§ **Task goal**:
Return only this: the line with "111, row 102." and all the lines that follow it below, through the final one, exactly as they are.
— Begin Material for this exercise —
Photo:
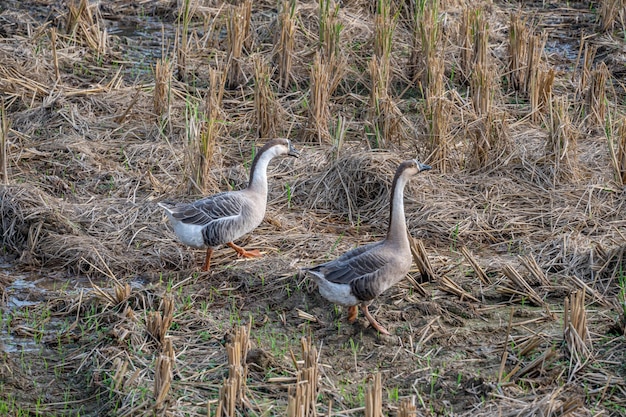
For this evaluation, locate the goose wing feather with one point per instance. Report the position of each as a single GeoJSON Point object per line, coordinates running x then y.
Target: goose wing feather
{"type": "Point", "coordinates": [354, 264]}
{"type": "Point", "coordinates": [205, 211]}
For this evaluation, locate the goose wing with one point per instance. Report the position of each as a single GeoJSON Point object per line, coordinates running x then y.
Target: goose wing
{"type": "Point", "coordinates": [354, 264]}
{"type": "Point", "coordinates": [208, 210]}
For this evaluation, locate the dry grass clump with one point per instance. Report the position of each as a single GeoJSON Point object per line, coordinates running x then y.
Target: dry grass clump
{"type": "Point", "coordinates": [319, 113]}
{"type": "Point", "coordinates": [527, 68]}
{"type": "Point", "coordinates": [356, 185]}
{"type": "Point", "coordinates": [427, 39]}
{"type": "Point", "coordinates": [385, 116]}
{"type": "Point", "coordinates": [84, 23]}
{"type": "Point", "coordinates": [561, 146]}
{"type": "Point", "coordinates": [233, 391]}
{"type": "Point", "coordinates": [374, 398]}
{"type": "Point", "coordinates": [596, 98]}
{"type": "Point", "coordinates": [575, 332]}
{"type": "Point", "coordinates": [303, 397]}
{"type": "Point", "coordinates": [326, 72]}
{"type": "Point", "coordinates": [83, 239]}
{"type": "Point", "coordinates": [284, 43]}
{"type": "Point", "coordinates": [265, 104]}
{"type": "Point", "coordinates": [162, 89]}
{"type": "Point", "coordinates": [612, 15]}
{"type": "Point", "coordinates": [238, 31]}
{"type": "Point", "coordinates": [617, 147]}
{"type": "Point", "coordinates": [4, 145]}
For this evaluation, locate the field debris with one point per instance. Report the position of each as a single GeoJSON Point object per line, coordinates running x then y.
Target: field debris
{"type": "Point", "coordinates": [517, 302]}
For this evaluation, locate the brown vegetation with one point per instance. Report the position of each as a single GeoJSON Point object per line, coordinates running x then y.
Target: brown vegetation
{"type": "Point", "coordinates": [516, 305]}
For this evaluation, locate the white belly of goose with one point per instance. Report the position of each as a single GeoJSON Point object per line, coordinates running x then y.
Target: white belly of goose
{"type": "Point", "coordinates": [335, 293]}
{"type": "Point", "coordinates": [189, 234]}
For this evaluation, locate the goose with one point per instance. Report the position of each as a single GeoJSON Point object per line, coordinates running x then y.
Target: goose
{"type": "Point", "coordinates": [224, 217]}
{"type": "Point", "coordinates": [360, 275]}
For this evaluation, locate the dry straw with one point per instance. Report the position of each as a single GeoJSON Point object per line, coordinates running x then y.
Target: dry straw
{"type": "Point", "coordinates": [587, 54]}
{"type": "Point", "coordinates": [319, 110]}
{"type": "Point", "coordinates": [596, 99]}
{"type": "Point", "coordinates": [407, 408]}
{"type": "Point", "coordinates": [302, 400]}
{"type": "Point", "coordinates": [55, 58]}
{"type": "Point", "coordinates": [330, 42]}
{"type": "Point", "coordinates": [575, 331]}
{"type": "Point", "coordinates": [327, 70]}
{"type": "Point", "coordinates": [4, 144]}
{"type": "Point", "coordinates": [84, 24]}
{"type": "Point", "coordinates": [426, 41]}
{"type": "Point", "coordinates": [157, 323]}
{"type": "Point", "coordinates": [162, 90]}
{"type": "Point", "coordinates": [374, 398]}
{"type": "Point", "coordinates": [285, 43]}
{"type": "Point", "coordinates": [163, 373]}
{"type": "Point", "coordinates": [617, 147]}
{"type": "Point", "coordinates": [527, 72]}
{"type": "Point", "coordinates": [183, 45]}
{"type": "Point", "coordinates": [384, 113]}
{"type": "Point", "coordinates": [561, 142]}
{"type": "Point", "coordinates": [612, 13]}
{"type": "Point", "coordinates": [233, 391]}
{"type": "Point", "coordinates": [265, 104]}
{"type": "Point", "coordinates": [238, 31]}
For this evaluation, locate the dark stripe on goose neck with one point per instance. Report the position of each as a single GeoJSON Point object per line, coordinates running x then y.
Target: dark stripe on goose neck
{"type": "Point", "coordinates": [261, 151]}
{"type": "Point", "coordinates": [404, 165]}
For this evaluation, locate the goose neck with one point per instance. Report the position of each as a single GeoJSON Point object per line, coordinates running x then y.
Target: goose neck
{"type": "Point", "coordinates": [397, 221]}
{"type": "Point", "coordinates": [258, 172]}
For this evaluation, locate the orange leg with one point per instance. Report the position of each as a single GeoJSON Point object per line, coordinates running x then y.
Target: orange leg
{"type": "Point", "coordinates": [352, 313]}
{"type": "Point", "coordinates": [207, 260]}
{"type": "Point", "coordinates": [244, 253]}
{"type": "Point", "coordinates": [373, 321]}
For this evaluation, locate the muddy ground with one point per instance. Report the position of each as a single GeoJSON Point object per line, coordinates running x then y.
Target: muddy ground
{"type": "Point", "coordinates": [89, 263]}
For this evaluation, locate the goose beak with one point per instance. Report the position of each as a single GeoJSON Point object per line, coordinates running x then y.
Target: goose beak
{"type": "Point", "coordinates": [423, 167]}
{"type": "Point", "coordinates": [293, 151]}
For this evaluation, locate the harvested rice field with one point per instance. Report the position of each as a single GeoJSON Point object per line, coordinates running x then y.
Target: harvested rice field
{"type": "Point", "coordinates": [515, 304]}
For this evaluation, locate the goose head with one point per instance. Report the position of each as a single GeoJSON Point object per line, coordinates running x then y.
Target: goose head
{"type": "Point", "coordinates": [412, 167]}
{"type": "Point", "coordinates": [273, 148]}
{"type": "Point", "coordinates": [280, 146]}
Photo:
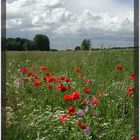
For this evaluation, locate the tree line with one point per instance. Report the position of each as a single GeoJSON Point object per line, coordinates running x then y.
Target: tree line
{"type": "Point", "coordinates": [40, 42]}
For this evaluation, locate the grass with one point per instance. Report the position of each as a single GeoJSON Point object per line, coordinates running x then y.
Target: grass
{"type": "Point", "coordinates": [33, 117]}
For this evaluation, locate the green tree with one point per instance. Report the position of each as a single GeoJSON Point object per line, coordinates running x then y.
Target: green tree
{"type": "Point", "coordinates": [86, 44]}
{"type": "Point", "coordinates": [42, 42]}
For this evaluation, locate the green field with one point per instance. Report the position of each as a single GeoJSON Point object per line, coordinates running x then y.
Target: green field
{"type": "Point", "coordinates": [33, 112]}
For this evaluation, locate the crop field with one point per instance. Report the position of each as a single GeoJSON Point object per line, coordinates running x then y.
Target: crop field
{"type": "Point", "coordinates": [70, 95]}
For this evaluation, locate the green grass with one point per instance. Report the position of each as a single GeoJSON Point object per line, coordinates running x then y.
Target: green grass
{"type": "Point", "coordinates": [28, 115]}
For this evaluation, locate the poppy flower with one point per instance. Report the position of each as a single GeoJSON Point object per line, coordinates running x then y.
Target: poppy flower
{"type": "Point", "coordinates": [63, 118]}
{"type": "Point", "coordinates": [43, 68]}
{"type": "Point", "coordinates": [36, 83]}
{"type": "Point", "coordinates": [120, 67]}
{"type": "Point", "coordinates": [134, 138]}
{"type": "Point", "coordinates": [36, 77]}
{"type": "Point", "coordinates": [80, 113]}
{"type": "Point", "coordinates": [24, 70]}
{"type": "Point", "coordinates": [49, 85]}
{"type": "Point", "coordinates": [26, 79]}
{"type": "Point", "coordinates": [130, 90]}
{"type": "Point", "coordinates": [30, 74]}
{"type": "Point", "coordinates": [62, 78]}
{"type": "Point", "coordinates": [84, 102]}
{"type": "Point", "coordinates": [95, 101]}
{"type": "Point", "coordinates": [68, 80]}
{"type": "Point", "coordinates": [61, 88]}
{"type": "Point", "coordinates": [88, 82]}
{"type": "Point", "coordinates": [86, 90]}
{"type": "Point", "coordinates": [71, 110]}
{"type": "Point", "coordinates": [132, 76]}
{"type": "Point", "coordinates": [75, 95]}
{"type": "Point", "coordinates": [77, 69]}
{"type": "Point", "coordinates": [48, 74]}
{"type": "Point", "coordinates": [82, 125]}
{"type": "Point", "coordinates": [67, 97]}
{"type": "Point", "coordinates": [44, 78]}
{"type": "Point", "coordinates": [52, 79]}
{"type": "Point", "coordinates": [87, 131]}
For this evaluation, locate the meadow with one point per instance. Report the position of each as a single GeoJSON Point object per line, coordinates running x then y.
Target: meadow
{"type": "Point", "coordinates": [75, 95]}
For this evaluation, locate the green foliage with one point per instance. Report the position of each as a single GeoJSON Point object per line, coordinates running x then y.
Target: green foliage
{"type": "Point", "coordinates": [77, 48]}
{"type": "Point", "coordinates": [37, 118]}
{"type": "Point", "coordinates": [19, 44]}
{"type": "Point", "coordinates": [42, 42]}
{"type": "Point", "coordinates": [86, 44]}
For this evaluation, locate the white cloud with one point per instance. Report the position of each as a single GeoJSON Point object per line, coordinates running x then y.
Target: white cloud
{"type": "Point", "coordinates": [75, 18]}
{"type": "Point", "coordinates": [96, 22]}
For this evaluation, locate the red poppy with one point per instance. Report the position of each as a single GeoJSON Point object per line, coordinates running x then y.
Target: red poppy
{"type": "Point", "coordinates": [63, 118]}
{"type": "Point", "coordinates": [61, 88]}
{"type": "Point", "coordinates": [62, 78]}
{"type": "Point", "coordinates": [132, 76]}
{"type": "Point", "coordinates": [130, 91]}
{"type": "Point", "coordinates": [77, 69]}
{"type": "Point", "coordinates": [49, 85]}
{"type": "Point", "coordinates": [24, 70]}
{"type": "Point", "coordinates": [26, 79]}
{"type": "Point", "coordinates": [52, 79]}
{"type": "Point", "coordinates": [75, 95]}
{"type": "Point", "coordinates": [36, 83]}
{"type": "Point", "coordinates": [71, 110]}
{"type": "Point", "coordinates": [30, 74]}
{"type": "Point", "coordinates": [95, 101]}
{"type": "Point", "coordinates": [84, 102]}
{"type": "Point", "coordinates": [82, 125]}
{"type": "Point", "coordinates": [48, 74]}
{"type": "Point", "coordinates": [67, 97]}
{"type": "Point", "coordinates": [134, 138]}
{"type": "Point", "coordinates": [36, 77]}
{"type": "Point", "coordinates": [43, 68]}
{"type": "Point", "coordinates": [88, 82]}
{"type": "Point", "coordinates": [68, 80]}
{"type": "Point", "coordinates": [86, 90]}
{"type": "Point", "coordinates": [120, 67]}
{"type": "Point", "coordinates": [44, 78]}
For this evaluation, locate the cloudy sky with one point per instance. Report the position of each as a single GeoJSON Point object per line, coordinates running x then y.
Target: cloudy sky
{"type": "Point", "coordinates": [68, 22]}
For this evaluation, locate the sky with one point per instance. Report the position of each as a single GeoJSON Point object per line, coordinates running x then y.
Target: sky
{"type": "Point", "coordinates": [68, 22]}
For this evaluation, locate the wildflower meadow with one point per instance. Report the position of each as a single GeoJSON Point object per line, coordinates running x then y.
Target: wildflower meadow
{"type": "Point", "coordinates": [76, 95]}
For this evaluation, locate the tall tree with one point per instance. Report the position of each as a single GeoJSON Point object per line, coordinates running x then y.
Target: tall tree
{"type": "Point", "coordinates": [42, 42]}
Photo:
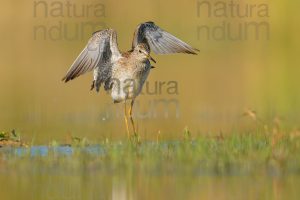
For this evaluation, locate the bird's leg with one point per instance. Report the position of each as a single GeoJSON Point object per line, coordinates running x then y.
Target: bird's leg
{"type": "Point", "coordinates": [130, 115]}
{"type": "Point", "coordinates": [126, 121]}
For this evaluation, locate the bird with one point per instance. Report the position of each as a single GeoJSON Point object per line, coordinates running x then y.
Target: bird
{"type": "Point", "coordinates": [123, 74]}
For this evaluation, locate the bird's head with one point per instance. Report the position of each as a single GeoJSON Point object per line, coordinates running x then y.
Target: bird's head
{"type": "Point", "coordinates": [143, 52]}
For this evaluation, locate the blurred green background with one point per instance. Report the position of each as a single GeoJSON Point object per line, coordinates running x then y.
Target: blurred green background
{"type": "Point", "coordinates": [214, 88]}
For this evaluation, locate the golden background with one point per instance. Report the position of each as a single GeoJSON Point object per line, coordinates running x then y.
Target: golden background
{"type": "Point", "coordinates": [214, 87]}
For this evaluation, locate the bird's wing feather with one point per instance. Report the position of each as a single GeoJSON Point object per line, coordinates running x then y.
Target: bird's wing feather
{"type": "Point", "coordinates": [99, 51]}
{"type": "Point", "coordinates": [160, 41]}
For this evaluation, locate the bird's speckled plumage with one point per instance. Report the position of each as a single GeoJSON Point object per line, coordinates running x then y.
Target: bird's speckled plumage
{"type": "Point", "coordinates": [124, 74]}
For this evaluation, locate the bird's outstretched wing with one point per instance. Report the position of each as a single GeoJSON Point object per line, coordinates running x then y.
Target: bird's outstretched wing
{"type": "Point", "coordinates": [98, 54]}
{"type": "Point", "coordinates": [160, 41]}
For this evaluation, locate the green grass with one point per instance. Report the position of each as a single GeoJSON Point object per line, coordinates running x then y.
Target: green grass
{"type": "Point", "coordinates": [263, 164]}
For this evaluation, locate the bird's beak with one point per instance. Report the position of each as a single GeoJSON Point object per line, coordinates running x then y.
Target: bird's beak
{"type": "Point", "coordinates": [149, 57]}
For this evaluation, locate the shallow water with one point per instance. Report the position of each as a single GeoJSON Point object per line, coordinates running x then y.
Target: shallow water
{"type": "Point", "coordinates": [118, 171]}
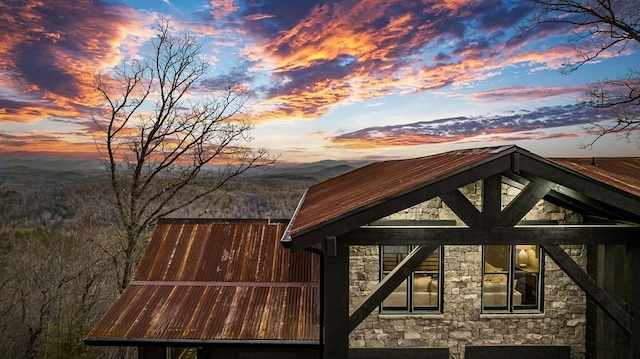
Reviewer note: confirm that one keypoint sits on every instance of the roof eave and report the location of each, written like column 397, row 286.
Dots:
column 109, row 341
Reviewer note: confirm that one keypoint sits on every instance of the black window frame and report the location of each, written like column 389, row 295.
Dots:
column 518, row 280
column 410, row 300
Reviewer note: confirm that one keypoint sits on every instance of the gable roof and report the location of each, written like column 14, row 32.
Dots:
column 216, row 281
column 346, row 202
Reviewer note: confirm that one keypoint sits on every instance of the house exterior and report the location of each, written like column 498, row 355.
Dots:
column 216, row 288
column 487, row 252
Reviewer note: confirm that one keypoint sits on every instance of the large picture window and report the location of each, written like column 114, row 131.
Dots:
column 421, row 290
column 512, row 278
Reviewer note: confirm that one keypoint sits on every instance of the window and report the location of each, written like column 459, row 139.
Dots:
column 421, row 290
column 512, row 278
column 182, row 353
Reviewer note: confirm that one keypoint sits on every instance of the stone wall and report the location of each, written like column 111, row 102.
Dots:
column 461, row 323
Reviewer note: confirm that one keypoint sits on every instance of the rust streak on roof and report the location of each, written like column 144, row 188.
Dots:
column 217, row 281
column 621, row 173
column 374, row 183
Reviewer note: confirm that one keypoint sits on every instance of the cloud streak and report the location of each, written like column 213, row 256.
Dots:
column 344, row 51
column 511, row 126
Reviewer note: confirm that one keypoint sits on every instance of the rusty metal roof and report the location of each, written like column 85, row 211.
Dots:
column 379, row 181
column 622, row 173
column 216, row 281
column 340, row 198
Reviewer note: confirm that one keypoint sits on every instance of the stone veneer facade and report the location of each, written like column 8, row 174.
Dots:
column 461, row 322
— End Material for this exercise —
§ **Solved exercise**:
Reviewer note: confirm that one keypoint sits on every instance of the stone wall and report the location of each, written like column 111, row 102.
Dots:
column 461, row 323
Reviewer note: confirm that one keypoint sits on every instance of the rust streak on roof and report the location of each, written like column 144, row 188.
Dots:
column 217, row 281
column 621, row 173
column 374, row 183
Reviewer note: confirm that one keypoint sits on every instance of the cloud streak and report the location of each, written like column 213, row 256.
Dots:
column 344, row 51
column 511, row 126
Reviewer note: confirm that one keypoint sits on every instance of the rusty metal roof and report the location of each, written like column 85, row 211.
Dots:
column 379, row 181
column 622, row 173
column 216, row 281
column 340, row 198
Reviewer note: confirm that one keypoint sits on every instance of the stone veneer facade and report the location of each, written like column 8, row 174.
Dots:
column 461, row 322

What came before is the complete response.